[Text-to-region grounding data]
————————

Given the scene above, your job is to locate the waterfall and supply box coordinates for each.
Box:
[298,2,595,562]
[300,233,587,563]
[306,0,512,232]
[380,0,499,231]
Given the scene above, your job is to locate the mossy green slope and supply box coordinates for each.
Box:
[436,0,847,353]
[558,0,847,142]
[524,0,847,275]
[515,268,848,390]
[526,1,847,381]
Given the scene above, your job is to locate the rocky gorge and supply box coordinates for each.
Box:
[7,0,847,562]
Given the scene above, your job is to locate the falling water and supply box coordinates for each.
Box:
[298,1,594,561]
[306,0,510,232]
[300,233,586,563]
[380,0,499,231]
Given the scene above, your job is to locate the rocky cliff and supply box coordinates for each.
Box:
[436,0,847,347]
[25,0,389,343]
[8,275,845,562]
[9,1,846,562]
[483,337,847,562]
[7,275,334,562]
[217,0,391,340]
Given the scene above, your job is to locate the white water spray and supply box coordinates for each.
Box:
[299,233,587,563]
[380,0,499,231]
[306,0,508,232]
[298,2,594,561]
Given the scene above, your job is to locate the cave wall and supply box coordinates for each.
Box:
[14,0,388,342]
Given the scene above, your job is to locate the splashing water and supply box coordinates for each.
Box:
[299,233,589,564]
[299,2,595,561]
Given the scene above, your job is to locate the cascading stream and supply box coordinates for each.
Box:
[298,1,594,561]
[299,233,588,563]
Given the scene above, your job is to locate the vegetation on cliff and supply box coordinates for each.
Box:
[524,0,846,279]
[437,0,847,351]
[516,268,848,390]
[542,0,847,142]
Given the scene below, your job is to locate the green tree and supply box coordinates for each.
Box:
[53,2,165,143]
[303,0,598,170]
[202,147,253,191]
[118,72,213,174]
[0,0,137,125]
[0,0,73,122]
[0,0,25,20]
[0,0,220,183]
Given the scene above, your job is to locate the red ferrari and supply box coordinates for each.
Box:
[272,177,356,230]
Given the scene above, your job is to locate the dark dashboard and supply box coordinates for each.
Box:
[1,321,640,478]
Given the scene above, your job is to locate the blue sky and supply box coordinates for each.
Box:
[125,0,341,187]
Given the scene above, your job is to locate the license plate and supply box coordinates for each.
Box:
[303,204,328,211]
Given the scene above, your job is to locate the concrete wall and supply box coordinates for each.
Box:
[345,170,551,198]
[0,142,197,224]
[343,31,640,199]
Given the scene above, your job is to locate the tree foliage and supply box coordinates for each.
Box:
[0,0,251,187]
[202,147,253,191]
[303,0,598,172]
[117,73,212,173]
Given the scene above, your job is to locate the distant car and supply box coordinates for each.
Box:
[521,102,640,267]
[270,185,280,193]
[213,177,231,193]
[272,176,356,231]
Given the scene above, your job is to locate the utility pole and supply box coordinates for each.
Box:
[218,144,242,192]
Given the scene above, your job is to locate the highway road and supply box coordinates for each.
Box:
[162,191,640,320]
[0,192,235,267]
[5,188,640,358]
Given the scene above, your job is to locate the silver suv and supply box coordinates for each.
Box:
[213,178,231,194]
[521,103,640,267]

————————

**ACTIVITY:**
Check each line of the data above for the string "tree", then report how many lines have it, with no other words.

**EXERCISE SOLUTION:**
2